▶ **Task brief**: Pick up the news report on Sonia Gandhi's criticism of India's stance on Palestine at the end of its last sentence and continue it.

▶ **Source extract**:

New Delhi, Sep 25 (IANS) Congress Parliamentary Party chairperson Sonia Gandhi has said that India needs to demonstrate leadership on the issue of Palestine while slamming the Centre's stance, saying its response has been characterised by a "profound silence" and an "abdication" of both humanity and morality.
In an article in The Hindu, she wrote that in the last two years, since the outbreak of hostilities between Israel and Palestine in October 2023, India has all but relinquished its role.
In the article, she has called the Hamas attacks on October 7, 2023, brutal, but labelled the Israeli response as "nothing less than genocidal".
"As I have previously raised, more than 55,000 Palestinian civilians have been killed, including 17,000 children. The residential, schooling and health infrastructure of the Gaza Strip has been obliterated, as have agriculture and industry. Gazans have been forced into a famine-like situation, with the Israeli military cruelly obstructing the delivery of much-needed food, medicine, and other aid -- a 'drip-feeding' of aid amidst an ocean of desperation," she wrote.

▶ **Provided data**:
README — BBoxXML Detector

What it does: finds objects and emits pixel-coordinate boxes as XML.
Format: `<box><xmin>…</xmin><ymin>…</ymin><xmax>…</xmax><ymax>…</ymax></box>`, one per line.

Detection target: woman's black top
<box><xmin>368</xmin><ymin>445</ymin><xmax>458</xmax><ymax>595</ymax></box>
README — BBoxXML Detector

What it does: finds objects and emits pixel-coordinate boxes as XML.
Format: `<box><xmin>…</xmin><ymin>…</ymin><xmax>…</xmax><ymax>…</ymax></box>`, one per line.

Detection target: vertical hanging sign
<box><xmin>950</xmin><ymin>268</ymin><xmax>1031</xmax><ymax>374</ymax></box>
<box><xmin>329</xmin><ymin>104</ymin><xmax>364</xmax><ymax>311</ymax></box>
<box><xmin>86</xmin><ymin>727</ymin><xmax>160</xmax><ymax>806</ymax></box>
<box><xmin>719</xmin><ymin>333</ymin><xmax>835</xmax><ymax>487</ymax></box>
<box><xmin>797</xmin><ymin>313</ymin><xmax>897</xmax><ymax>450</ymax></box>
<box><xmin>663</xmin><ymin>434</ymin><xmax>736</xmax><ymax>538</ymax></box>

▶ **Reply to the exercise**:
Gandhi said that in one of the most revolting acts of inhumanity, hundreds of civilians have been shot down while trying to access food.
She said the world has been slow to respond, implicitly legitimising the Israeli actions and the recent moves by several countries to recognise Palestine as a sovereign state are a welcome and long overdue departure from the policy of inaction.
The Congress leader termed the move a historical moment, and an assertion of the principles of justice, self-determination and human rights. She, however, said that India has remained silent.
"These steps are not merely diplomatic gestures; they are affirmations of the moral responsibility that nations bear in the face of prolonged injustice. It is a reminder that in the modern world, silence is not neutrality -- it is complicity. And here, India’s voice, once so unwavering in the cause of freedom and human dignity, has remained conspicuously muted."
While slamming the Centre, she said, "The Modi government's response has been characterised by a profound silence and an abdication of both humanity and morality. Its actions appear to be driven primarily by the personal friendship between the Israeli premier and Mr. Modi rather than India's constitutional values or its strategic interests."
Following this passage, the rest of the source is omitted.